Setting up 10' unimesh

Status
Please reply by conversation.
SUCCESS!!!! I managed to lock 99w and scan in all horizontal channels, and lock 97w and scan in quite a few horizontal channels. I can see now that i will definiatly need an asc1 to do fine movements of the dish as the mover i am using now i cant quite figure out. But im having a ball and cant wait for my replacement c1-pll to arrive.
 
Well i was out until about 3 this morning scaning the arc and trying to tune what i could with only horizontal polarity. I was able to scan to the west to 135 west, and to the east i only went as far as 87w before i got tired and packed up for the night. I think the next thing im going to do is clean up the old digicipher2 receiver and try to plug it in and see what happens. Then ill try to test the 2 polarity motors i have and see if ones still good assuming I can figure out how to work the old receiver. One question i do have is will this receiver work without the module board that slides in the back? I dont have the information what brand or model it is right now as its at the shop and im at home but ill hop on later and post a pic. Im just leery of this receiver as its showing signs of having been wet and has some corrosion on the rear of the receiver ill attempt to clean up before i even think about plugging it in.
 
That module is useless these days and you do not need it for your receiver to function.
assuming the internal electronics arent messed up from getting wet. I figure ill crack it open and have a look inside before i do anything and look for corosion inside and make a determination from there. Thanks for the info though.
 
You are most welcome.

Lots of the old analog receivers were damaged when the batteries in those old VC modules went bad and puked acid, not good.
 
Well the receiver is no good. It is a channel master digicypherII. I opened it up and looked at the board. One thing I was concerned about was the amount of corrosion on the connectors on the back. There was some corrosion evident on the circuit board near the connectors but the rest of the board looked pretty good all things considering. So i got real brave and plugged it in. This model only has onscreen programming so the only indicator you have if its powering up is a little green light on the power button. It did power up, so I switched it off, unplugged it and moved it into the shop on the bench. I ran a video wire from the aux input on the front of my tv in the shop to the bench and powered up the unit. There was a signal but it was pretty messed up, so bad you couldnt even see any of the text on the screen. So next i made a coax cable long enough to reach the bench and hooked it up to the receiver. It showed the same picture as the video output for about 10 seconds then died. So now im back to the old dish positioner until I get the go ahead from the wife to purchase the ASC1. IM going to play around with the dish positioner a little more. There has to be a way to move the dish in smaller increments and delete and store satellites with it I just have to figure it out.
 
KE4EST and I have a few open box or cosmetic flaw ASC1 controllers at a reduced price if that will help sway the negotiations with the wife! :D

To make due for now, use a 12v car battery or a tool battery to move the dish East/West. To receive vertical polarity transponders, manually rotate the feedhorn 90 degrees in the scalar mounting.
 
KE4EST and I have a few open box or cosmetic flaw ASC1 controllers at a reduced price if that will help sway the negotiations with the wife! :D

To make due for now, use a 12v car battery or a tool battery to move the dish East/West. To receive vertical polarity transponders, manually rotate the feedhorn 90 degrees in the scalar mounting.

- - - - -

- What you are asked to do:
Answer these from the satellite dish thread:
(a) How far west did the arc scan reach?
(b) What brand and model is the receiver that was opened up?
(c) What is suggested for receiving vertical polarity transponders?
The material that comes next has no connection to the text.

- Excerpted records:
- - - - -

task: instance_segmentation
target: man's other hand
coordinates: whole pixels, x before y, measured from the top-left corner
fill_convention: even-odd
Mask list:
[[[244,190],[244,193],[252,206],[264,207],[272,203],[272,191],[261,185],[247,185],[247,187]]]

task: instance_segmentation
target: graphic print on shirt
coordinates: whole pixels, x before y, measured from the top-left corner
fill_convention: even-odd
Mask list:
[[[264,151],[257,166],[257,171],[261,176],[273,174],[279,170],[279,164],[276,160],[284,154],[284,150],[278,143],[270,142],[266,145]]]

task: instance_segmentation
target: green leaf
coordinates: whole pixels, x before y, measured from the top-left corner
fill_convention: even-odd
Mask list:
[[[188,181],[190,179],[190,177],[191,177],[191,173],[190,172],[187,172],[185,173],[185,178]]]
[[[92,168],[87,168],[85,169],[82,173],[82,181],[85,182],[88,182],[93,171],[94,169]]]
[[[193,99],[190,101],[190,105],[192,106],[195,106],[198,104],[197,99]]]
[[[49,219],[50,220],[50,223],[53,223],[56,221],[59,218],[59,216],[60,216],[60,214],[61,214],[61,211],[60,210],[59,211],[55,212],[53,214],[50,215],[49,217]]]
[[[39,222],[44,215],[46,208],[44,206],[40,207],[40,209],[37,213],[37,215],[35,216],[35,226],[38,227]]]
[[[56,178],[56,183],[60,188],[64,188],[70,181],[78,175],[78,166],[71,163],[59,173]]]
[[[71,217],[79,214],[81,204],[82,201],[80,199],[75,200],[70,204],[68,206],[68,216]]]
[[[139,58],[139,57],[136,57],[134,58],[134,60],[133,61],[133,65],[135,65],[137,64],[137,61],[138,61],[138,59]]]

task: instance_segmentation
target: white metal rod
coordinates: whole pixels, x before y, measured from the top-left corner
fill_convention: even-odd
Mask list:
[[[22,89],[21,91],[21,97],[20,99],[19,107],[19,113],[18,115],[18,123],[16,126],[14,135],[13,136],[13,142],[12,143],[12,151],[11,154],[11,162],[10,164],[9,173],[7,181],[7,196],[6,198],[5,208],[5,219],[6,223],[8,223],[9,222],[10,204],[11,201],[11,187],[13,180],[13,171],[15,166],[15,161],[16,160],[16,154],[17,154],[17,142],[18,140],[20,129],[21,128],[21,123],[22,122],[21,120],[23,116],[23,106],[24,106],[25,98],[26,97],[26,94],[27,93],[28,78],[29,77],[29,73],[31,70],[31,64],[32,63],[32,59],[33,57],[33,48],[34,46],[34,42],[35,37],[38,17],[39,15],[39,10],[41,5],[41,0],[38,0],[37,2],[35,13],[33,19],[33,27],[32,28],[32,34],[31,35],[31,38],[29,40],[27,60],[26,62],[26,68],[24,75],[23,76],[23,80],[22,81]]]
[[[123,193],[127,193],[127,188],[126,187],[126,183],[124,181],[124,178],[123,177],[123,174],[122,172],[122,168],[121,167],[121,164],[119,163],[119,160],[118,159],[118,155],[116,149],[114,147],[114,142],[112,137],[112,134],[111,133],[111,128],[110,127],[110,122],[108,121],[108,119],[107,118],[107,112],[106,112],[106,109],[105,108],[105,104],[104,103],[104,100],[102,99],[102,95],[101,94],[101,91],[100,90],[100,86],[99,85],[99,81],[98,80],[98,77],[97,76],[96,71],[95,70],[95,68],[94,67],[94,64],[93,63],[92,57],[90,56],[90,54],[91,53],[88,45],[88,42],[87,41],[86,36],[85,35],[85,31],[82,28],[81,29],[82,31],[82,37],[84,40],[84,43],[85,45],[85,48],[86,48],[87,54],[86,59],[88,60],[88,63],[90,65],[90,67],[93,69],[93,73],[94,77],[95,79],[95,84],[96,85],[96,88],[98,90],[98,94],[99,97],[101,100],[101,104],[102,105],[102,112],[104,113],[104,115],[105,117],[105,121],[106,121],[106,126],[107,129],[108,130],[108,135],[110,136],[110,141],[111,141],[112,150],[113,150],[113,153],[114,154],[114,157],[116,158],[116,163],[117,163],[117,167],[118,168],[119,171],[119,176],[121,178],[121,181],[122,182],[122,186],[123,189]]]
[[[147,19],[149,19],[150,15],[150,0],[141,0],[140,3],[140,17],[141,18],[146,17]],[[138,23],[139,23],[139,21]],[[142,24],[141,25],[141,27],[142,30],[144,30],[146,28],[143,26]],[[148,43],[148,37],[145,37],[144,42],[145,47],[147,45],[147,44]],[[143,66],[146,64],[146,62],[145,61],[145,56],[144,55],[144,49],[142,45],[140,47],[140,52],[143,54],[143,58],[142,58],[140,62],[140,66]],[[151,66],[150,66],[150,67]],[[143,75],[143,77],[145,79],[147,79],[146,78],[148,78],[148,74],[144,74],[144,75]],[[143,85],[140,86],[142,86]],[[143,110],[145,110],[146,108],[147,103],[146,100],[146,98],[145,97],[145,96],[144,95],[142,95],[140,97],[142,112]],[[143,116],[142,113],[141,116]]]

- - - - -

- Complete response:
(a) 135 west.
(b) A Channel Master DigiCypherII.
(c) Manually rotate the feedhorn 90 degrees in the scalar mounting.